Scan the records for the line containing "Annotate the baby's"; extract it and all later lines, verbatim, through the end, and nothing before it.

SUPPLIED RECORDS ::
════
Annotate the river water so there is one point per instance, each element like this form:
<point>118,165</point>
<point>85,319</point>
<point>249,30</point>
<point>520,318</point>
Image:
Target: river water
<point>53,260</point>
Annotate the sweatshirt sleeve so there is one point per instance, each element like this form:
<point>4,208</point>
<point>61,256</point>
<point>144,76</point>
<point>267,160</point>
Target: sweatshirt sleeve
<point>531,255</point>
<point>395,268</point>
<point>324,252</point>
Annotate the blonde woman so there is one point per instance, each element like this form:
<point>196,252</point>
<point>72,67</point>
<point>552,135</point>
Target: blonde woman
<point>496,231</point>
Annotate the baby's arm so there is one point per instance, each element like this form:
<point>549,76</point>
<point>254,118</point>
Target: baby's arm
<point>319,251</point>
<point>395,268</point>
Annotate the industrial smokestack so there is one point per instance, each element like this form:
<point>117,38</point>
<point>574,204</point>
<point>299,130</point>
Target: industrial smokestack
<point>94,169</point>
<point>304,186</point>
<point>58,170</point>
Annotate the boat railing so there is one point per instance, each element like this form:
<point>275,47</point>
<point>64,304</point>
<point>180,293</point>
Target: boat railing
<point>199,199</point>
════
ANSWER SPACE ::
Annotate the baby's arm so there is one point per instance, each element like this form:
<point>549,76</point>
<point>254,118</point>
Target: baby's arm
<point>319,251</point>
<point>395,268</point>
Annotate the industrial smokestack so there is one point per instance, each element like this form:
<point>117,38</point>
<point>574,204</point>
<point>299,130</point>
Target: industrial smokestack
<point>94,169</point>
<point>304,186</point>
<point>58,170</point>
Annotate the boat railing so there is one point per instance, each element like this form:
<point>275,47</point>
<point>64,304</point>
<point>180,293</point>
Target: boat railing
<point>199,199</point>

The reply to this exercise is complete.